Source records ▸
************

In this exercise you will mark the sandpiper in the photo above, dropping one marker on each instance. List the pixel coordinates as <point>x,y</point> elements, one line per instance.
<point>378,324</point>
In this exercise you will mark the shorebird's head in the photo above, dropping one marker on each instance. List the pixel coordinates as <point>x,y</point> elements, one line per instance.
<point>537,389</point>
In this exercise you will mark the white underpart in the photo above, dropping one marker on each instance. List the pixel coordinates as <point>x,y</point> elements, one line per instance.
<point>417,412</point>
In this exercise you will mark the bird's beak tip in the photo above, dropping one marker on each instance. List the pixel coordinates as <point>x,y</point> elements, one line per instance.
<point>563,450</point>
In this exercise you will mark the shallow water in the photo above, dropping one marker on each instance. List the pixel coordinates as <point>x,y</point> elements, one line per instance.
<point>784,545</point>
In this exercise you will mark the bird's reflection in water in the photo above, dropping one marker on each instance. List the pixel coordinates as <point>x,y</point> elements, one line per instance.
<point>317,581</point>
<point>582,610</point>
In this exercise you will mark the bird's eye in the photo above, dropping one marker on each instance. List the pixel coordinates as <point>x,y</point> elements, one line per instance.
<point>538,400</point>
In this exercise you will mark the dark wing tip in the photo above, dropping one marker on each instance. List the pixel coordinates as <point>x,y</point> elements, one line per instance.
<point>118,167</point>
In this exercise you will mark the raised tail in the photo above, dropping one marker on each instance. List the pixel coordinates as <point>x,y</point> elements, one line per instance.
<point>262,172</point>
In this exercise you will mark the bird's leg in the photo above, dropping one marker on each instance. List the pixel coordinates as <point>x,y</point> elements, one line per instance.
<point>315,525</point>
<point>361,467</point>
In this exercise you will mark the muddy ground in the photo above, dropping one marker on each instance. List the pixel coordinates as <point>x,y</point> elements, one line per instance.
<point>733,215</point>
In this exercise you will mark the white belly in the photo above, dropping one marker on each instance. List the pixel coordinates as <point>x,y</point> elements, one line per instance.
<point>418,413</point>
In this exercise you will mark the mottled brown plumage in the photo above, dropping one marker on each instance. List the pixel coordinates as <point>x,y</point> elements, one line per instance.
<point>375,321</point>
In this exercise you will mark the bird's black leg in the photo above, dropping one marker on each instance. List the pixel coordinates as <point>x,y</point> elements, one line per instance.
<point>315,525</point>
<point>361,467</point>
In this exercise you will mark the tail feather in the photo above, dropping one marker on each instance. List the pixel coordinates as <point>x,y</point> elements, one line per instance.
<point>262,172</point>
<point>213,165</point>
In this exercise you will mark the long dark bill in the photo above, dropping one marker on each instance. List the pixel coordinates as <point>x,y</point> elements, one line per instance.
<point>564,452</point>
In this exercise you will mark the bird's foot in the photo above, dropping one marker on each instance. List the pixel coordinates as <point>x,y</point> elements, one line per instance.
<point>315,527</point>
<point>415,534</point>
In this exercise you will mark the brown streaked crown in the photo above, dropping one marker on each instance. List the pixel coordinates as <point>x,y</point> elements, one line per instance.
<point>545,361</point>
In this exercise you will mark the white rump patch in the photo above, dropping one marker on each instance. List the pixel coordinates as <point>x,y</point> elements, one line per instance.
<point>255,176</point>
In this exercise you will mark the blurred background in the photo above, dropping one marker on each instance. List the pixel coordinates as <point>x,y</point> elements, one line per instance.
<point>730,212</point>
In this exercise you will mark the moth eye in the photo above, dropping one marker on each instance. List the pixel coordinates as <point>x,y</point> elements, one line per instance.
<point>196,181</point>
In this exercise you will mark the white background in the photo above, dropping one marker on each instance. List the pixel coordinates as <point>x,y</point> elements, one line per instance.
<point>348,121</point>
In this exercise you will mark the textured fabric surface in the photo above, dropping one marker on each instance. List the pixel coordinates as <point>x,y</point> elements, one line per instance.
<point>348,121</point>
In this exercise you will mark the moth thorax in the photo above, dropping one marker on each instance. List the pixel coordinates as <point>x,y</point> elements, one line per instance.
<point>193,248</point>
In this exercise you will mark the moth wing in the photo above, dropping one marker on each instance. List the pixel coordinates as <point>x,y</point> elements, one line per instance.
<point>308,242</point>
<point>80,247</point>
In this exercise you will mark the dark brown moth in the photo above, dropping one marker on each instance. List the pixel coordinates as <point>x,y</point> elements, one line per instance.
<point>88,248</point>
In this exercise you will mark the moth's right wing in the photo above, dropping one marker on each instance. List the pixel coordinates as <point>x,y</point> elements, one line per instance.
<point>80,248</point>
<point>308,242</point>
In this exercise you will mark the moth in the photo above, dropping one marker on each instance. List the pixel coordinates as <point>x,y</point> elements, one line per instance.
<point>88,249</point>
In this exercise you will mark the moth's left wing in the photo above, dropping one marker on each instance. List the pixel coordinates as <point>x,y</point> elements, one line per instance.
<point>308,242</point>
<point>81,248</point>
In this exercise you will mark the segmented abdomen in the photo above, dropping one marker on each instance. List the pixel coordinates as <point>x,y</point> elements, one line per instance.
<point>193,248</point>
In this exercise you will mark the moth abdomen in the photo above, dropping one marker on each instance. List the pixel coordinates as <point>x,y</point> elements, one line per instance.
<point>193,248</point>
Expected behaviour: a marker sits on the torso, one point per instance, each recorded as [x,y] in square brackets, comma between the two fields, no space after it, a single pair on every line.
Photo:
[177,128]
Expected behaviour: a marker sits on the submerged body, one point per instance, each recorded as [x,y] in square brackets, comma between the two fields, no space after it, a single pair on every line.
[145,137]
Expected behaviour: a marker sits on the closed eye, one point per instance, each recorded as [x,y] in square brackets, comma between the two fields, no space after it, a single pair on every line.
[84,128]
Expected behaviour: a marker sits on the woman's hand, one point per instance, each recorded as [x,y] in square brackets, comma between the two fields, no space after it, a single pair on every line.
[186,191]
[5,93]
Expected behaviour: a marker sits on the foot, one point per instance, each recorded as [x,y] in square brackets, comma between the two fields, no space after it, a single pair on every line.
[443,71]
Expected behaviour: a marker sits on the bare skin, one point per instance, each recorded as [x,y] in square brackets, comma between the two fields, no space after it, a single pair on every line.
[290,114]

************

TASK GOAL ▸ Each line above is to be copied exactly as written.

ANSWER AREA ▸
In this exercise you will mark the sandpiper in the photo above, dropping one marker on each instance. List the pixel coordinates as <point>x,y</point> elements, one line per instance.
<point>378,324</point>
In this exercise you will mark the shorebird's head in the photo above, dropping one marker on each instance. List the pixel coordinates as <point>x,y</point> elements, one line per instance.
<point>537,389</point>
In this exercise you will mark the white underpart in the photo above, dropping one marker on each instance. List the pixel coordinates as <point>x,y</point> elements, one line per instance.
<point>417,412</point>
In this exercise you will mark the bird's beak tip in the photo above, dropping one marker on each instance. List the pixel coordinates as <point>x,y</point> elements, one line per instance.
<point>563,450</point>
In this exercise you will mark the shallow water in the photo above, dropping one marker on each instance. List the pixel coordinates as <point>x,y</point> elements, one line per instance.
<point>784,545</point>
In this exercise you will mark the bird's reflection in water in the photo above, dropping one marker on each instance. List the pixel coordinates as <point>x,y</point> elements, one line per instance.
<point>317,581</point>
<point>582,610</point>
In this exercise you will mark the bird's eye in the photo above, dropping one marker on each instance. List the pixel coordinates as <point>x,y</point> elements, one line per instance.
<point>538,400</point>
In this exercise you will mark the dark wing tip in the photo above, dropping one marker on each instance. List the pixel coordinates as <point>x,y</point> elements, one line per instance.
<point>118,167</point>
In this exercise you will mark the raised tail in the photo above, dropping one marker on each instance. List the pixel coordinates as <point>x,y</point> elements, one line per instance.
<point>262,172</point>
In this exercise you will mark the bird's leg in the photo above, dropping one marker on each instance. List the pixel coordinates as <point>x,y</point> elements, one line per instance.
<point>315,525</point>
<point>361,467</point>
In this exercise you will mark the muddy ground in the photo above, dropping one marker on each instance. List the pixel coordinates as <point>x,y</point> elements, one line per instance.
<point>733,215</point>
In this exercise you will mark the white belly in the photo above, dropping one marker on each instance. List the pixel coordinates as <point>x,y</point> elements, one line per instance.
<point>418,413</point>
In this exercise you will mark the mottled brown plumage in the photo above, dropping one marker on each instance. List the pixel coordinates as <point>x,y</point> elements, one line per instance.
<point>375,321</point>
In this exercise you will mark the bird's black leg in the photo above, dropping one marker on each instance. List the pixel coordinates as <point>x,y</point> elements, one line per instance.
<point>315,525</point>
<point>361,467</point>
In this exercise you will mark the tail feather in the photo above, dropping one marker on each instance. List the pixel coordinates as <point>x,y</point> elements, one line per instance.
<point>262,172</point>
<point>213,165</point>
In this exercise you will mark the long dark bill in the photo above, dropping one marker on each instance. List the pixel coordinates as <point>x,y</point> elements, one line per instance.
<point>564,452</point>
In this exercise you will mark the bird's foot in the photo above, dropping one marker on each instance. List the pixel coordinates as <point>x,y</point> elements, one line per instance.
<point>315,527</point>
<point>415,534</point>
In this exercise you will mark the brown streaked crown in the photo above, dropping one marker on each instance. List the pixel coordinates as <point>x,y</point> elements, one line per instance.
<point>545,361</point>
In this exercise you will mark the white rump patch in the photo above, dropping one marker on each instance. List the pixel coordinates as <point>x,y</point> elements, one line per instance.
<point>255,176</point>
In this exercise you will mark the blurred background in the photo above, dropping one marker on each instance. List the pixel coordinates as <point>x,y</point> elements, one line per instance.
<point>730,212</point>
In this exercise you will mark the moth eye in the photo above, dropping one marker on each instance. List the pixel coordinates as <point>x,y</point> elements, one line per instance.
<point>196,181</point>
In this exercise you will mark the white background in the photo above, dropping one marker on each instance. List the pixel coordinates as <point>x,y</point> elements, one line per instance.
<point>348,121</point>
In this exercise you will mark the textured fabric surface in the photo above, dropping one marker on each instance. List the pixel coordinates as <point>x,y</point> elements, one line per instance.
<point>348,121</point>
In this exercise you will mark the moth thorax in the photo above, dropping one marker on each instance. List the pixel coordinates as <point>x,y</point> elements, one line per instance.
<point>193,248</point>
In this exercise you will mark the moth wing in the photo above, dropping one marker on each instance. List the pixel coordinates as <point>x,y</point> elements, one line per instance.
<point>308,242</point>
<point>80,247</point>
In this exercise you will mark the dark brown moth in the photo above, dropping one marker on each instance. List the pixel coordinates as <point>x,y</point> elements, one line per instance.
<point>88,248</point>
In this exercise you will mark the moth's right wing in the photo above, dropping one marker on each instance. List the pixel coordinates as <point>x,y</point> elements, one line per instance.
<point>80,248</point>
<point>308,242</point>
In this exercise you will mark the moth in the photo above, dropping one marker on each instance. List the pixel coordinates as <point>x,y</point> elements, one line per instance.
<point>88,249</point>
In this exercise you will mark the moth's left wing in the photo above, dropping one marker on each instance. List the pixel coordinates as <point>x,y</point> elements, one line per instance.
<point>308,242</point>
<point>81,248</point>
In this exercise you will mark the segmented abdomen in the photo above, dropping one marker on each instance. List the pixel coordinates as <point>x,y</point> elements, one line per instance.
<point>193,248</point>
In this exercise you will mark the moth abdomen in the photo above, dropping one marker on each instance. List the pixel coordinates as <point>x,y</point> elements, one line per instance.
<point>193,248</point>
Expected behaviour: a marker sits on the torso, one point per instance, each recorded as [x,y] in square brackets, comma between the two fields, no space after it, a single pair on every line.
Photo:
[177,128]
Expected behaviour: a marker sits on the submerged body, one point per instance, each recorded as [x,y] in square brackets, comma between the two fields, no space after it, a single pair on every line.
[145,137]
Expected behaviour: a marker sits on the closed eye, one point per instance, each recorded as [x,y] in square brackets, comma between the two fields, no space after it, a single pair on every line.
[84,128]
Expected behaviour: a marker sits on the woman's hand, one point per instance, each recorded as [x,y] in square brackets, comma between the two fields, no space after it, a single pair on every line.
[186,191]
[5,93]
Expected behaviour: a marker sits on the foot, one point per instance, each recorded as [x,y] in square brackets, comma between the two fields, no space after it, a single pair on every line.
[443,71]
Expected behaviour: a marker sits on the bare skin, one point per instance, each recorded as [x,y] in square brackets, comma between the two fields, no space after it, a single pair on every line.
[290,114]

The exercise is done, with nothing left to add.